Items from a dataset:
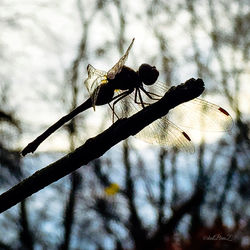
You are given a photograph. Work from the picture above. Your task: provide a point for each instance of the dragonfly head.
(148, 74)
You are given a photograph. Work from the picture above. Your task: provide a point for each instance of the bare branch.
(97, 146)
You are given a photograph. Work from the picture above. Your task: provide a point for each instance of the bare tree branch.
(97, 146)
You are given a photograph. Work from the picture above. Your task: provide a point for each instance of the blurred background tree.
(166, 199)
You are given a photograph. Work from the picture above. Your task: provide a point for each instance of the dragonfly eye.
(148, 74)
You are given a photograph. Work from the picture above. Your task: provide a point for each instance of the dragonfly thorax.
(126, 79)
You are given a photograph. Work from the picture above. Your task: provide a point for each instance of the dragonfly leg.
(149, 94)
(139, 102)
(113, 113)
(117, 99)
(140, 97)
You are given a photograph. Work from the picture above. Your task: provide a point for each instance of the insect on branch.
(97, 146)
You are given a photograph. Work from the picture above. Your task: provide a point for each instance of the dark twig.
(97, 146)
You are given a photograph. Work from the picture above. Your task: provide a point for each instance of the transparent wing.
(118, 66)
(197, 113)
(95, 79)
(160, 132)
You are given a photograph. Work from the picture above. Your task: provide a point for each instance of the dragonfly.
(127, 91)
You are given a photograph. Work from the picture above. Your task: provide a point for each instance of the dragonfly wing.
(164, 132)
(95, 79)
(160, 132)
(197, 113)
(118, 66)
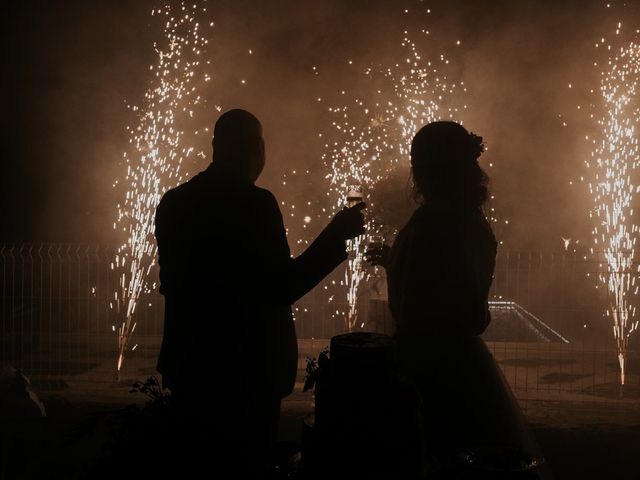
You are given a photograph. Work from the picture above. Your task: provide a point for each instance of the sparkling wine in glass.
(355, 194)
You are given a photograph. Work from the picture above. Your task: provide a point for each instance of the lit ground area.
(586, 427)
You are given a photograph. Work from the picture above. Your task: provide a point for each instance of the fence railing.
(58, 314)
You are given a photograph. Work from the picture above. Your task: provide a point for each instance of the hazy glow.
(614, 161)
(371, 137)
(156, 154)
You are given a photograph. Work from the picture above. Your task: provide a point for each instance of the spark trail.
(614, 163)
(372, 136)
(157, 152)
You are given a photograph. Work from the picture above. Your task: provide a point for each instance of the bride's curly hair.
(444, 166)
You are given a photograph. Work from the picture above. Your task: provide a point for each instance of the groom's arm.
(282, 279)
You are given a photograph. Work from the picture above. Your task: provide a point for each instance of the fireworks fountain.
(614, 163)
(372, 137)
(158, 150)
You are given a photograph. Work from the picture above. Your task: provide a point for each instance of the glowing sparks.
(372, 138)
(614, 162)
(158, 149)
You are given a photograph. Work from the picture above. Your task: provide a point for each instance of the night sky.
(71, 67)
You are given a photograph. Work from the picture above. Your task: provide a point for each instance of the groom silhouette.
(229, 350)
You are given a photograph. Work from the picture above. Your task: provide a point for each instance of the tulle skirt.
(466, 401)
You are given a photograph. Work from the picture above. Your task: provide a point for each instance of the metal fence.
(58, 314)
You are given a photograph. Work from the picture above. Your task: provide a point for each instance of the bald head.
(238, 145)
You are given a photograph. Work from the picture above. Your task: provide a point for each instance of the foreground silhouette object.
(229, 352)
(440, 270)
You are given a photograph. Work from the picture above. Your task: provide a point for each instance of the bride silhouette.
(440, 270)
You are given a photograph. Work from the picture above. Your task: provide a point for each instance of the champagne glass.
(355, 194)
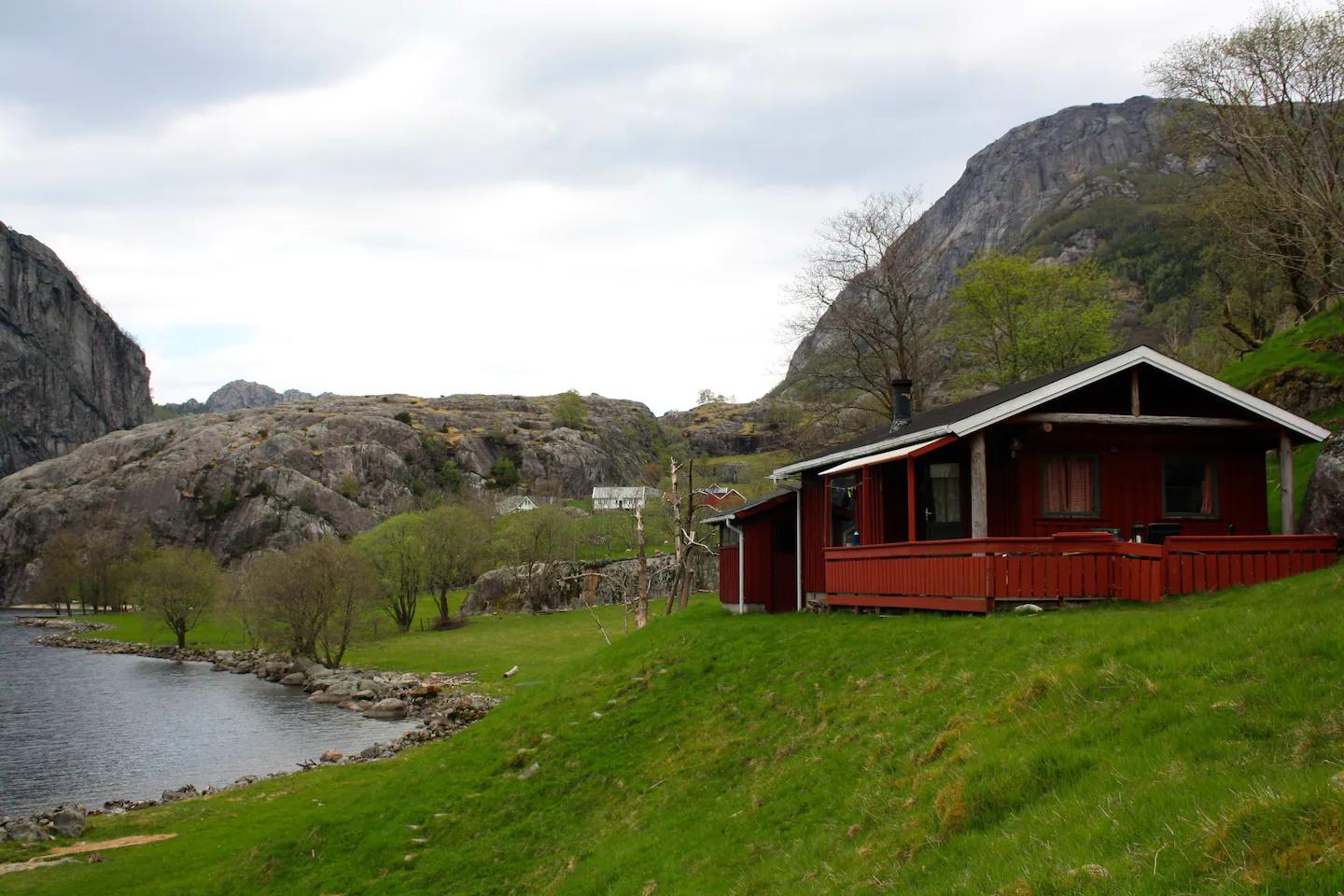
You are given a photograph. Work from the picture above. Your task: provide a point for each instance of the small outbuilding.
(623, 497)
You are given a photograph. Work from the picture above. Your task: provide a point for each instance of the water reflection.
(82, 727)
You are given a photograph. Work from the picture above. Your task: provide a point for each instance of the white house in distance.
(623, 497)
(516, 504)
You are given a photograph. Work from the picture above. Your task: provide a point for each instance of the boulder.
(388, 708)
(69, 821)
(26, 831)
(1323, 510)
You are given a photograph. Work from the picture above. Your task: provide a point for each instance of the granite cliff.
(1035, 174)
(67, 372)
(263, 479)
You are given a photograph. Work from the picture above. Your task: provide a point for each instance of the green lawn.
(487, 645)
(1184, 747)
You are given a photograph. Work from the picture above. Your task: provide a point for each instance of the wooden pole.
(910, 500)
(979, 488)
(1285, 483)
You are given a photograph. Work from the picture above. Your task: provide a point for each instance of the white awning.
(882, 457)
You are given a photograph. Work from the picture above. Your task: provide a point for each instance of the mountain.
(67, 372)
(1039, 189)
(262, 479)
(234, 397)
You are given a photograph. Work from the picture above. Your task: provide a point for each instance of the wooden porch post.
(1285, 483)
(910, 500)
(979, 488)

■ **WHAT YOU HAVE TO DO**
Extract exactly the lines above from the line containing "the bride silhouette." through the last one, both ends included, but not the pictures.

■ **REPLY TO THE EXERCISE**
You are given a photograph. Work from the picture above. Your task: provide a point for each instance of the bride silhouette.
(440, 270)
You are given a photograph. Work from the picture above. Your task: provide a point for each instance of the champagne glass.
(355, 194)
You are given a photograph. Work from the picture above. Your task: provide a point for each instance of the small outbuilding.
(623, 497)
You are given a photograph. Work from the picture above. Your task: provide a point for each instance of the water reflection.
(82, 727)
You are given a photograph. Work from the picture above. Your task: provide a point for each instance of the white house in distance.
(623, 497)
(516, 504)
You are given a photograph. Work from the picture above. Your task: provide a point for each instance of the boulder.
(388, 708)
(69, 821)
(26, 831)
(1323, 510)
You are given a photograph. Work from the picture above. Your task: provide a point for each instance of the granite cliff.
(1035, 174)
(67, 372)
(263, 479)
You are given a photograph. Work from the picture above. Your task: provide a point for each instance of the green lawn.
(487, 645)
(1184, 747)
You are given a photograph. Work from the picture above. Your task: provide a point for each instance of the wooden pole.
(910, 500)
(979, 488)
(1285, 483)
You are given a photograph. Work from the picture above. Your task: provide a point for each instance of the white awning.
(882, 457)
You are given a photograph. Work from the picture above. Your task: provide a point for each instance of the mountain.
(67, 372)
(1039, 189)
(262, 479)
(234, 397)
You are given a photograph. Work from the picture above. Your task: provide a point for each instance of the wooden porch post.
(1285, 483)
(910, 500)
(979, 488)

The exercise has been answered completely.